PARTS OF THE EXERCISE:
1. Reproduce the passage on cilia mechanosensing from "Their approach was" to "development in zebrafish.", including both.
2. List the human disorders that the passage on cilia mechanosensing associates with defects in left-right asymmetry.
3. Extend the passage on cilia mechanosensing with a few more sentences after its final one.

Their approach was unique as they developed and deployed optical tweezers, a biophysical tool that uses light to hold and move microscopic objects, which enabled precise delivery of mechanical force onto cilia in an intact, living animal for the first time.
Utilizing these tools, the researchers discovered that cilia are cell-surface mechanosensors important for left-right asymmetry of the developing body and organs such as the heart. By using optical tweezers to apply mechanical force onto cilia in the left-right organizer of zebrafish, they showed that a subset of organizer cilia sense and translate flow forces into calcium signals that control left-right development in zebrafish.
Defects in left-right asymmetry are associated with numerous human disorders, including heterotaxy syndrome, primary ciliary dyskinesia and congenital heart disease. The knowledge gleaned from this study not only advances our understanding of the fundamental cellular processes that govern the development of the human body, but it may also open new avenues for the development of novel diagnostics for these disorders. Additionally, this work may pave the way for targeted therapies on cilia signaling and mechanosensing to improve outcomes.

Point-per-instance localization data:
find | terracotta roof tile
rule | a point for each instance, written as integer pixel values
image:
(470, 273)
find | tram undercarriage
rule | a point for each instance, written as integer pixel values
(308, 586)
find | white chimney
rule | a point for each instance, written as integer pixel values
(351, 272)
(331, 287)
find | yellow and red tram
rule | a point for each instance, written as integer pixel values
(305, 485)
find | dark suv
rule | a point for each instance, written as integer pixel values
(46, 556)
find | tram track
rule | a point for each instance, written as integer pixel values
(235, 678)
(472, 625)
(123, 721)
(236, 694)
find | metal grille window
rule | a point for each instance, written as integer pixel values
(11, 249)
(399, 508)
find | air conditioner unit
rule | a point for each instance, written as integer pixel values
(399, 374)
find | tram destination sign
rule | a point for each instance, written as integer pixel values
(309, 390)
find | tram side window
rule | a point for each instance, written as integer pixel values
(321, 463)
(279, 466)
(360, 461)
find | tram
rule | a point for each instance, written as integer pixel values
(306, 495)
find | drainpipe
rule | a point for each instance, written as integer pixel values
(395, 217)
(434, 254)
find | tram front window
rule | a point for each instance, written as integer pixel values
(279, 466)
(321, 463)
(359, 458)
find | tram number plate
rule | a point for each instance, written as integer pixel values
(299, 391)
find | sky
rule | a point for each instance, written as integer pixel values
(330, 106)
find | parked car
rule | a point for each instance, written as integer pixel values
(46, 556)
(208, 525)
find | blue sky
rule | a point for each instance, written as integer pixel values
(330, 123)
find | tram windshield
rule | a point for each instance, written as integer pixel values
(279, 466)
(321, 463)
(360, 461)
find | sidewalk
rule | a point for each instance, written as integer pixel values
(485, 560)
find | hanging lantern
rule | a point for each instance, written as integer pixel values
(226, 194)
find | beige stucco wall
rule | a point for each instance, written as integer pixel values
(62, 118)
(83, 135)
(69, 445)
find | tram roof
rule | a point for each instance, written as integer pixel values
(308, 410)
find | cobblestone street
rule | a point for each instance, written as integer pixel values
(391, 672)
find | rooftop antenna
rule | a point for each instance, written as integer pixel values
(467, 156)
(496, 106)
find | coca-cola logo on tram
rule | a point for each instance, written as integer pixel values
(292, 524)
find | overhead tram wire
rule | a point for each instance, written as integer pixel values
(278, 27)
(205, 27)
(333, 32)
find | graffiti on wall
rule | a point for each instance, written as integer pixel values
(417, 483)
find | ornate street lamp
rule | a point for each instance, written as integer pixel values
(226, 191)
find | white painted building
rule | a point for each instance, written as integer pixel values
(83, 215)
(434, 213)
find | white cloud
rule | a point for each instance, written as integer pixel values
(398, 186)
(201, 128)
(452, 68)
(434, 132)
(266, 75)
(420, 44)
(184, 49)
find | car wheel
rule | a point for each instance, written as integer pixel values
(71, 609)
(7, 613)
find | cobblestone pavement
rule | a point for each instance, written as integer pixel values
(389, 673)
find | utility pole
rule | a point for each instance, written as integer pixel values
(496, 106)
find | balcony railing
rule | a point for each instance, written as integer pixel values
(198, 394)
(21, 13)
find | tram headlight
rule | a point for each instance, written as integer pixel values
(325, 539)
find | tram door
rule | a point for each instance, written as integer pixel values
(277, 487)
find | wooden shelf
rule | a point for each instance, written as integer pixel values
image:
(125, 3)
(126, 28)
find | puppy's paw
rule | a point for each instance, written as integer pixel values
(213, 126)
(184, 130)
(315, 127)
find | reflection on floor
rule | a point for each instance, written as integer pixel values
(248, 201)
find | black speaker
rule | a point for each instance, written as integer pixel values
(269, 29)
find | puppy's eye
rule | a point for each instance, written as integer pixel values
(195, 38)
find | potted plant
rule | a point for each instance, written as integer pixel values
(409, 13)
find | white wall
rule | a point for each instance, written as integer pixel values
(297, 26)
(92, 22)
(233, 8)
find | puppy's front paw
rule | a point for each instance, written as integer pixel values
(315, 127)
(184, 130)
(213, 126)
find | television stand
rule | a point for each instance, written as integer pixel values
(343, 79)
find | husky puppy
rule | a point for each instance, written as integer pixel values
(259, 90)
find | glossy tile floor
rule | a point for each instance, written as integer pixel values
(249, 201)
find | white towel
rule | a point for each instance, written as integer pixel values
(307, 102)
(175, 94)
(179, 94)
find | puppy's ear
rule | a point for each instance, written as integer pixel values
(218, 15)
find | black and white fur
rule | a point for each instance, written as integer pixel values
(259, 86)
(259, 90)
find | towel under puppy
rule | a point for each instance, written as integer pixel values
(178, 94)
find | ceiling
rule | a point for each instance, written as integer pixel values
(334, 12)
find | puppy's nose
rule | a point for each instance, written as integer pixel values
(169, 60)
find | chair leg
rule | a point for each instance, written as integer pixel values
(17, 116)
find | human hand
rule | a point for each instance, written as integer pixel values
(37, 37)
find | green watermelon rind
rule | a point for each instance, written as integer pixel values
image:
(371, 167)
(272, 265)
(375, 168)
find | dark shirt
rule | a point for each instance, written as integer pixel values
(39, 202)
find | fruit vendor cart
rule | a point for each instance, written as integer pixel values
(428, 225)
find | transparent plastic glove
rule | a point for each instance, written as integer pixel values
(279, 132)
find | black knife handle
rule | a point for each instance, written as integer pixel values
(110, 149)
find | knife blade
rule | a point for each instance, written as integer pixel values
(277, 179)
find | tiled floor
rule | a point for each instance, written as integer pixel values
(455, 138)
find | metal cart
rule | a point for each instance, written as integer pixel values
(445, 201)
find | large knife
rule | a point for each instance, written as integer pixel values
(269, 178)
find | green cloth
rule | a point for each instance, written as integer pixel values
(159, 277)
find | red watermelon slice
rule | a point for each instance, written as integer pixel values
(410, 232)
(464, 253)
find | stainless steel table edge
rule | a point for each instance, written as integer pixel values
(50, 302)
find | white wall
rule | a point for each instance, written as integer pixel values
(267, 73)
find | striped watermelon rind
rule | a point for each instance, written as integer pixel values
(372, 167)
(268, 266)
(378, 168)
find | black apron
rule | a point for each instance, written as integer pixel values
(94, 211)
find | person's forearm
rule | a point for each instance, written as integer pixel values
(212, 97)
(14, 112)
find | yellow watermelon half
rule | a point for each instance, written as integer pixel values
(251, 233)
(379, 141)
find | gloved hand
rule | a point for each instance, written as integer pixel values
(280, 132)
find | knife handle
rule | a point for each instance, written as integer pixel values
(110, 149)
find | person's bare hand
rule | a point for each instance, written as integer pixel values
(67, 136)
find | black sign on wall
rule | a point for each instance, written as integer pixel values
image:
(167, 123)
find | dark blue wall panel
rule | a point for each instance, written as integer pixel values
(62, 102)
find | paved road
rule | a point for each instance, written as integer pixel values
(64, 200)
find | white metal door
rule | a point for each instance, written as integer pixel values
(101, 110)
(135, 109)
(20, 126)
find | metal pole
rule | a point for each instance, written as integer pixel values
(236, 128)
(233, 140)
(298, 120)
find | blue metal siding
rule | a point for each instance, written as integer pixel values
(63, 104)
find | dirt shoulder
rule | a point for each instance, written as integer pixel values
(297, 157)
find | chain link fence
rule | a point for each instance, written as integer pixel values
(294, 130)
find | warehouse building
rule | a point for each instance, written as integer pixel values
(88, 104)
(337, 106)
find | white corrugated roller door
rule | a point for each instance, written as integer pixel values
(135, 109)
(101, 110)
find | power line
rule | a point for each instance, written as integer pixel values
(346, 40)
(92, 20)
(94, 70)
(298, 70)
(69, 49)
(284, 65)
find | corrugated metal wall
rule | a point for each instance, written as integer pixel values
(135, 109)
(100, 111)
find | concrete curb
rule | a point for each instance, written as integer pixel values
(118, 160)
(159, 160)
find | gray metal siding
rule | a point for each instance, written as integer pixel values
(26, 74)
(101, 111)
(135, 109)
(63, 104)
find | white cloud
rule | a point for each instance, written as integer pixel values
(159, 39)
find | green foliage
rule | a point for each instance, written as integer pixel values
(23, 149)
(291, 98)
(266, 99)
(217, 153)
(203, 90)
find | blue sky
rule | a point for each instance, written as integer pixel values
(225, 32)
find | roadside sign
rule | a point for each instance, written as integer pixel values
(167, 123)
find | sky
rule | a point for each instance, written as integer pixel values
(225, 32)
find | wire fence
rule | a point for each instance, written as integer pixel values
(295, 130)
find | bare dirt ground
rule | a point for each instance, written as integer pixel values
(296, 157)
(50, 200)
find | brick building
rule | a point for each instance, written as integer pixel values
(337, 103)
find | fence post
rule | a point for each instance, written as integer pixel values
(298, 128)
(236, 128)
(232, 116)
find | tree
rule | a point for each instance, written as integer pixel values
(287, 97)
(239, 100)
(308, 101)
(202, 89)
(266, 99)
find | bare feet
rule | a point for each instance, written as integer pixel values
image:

RESPONSES BY ITEM NUMBER:
1.
Their approach was unique as they developed and deployed optical tweezers, a biophysical tool that uses light to hold and move microscopic objects, which enabled precise delivery of mechanical force onto cilia in an intact, living animal for the first time.
Utilizing these tools, the researchers discovered that cilia are cell-surface mechanosensors important for left-right asymmetry of the developing body and organs such as the heart. By using optical tweezers to apply mechanical force onto cilia in the left-right organizer of zebrafish, they showed that a subset of organizer cilia sense and translate flow forces into calcium signals that control left-right development in zebrafish.

2. heterotaxy syndrome, primary ciliary dyskinesia, congenital heart disease

3.
Senior author Shiaulou Yuan, an investigator in the Cardiovascular Research Center at Massachusetts General Hospital and assistant professor of medicine at Harvard Medical School, explains, "Nearly 25 years of work by numerous groups have shown that cilia and flow in the organizer are absolutely essential for establishing body left-right asymmetry. But we haven't had the right tools or techniques to definitively study how this all works."
Yuan and his colleagues continue to investigate the molecular mechanisms that govern cilia force sensing and develop new strategies to visualize and manipulate cilia signaling, with the long-term goal of developing novel tools for treating cilia-associated disorders.
"These results, and the tools that made it possible, have provided a new window into the developmental patterning of the embryo, and also opened Pandora's box," says co-author Scott E. Fraser, the Provost Professor of Biology and Bioengineering at the University of Southern California. "It reminds us that we have so much more to learn about how cilia signaling and mechanobiology impact development and disease."
The findings are published in the journal Science.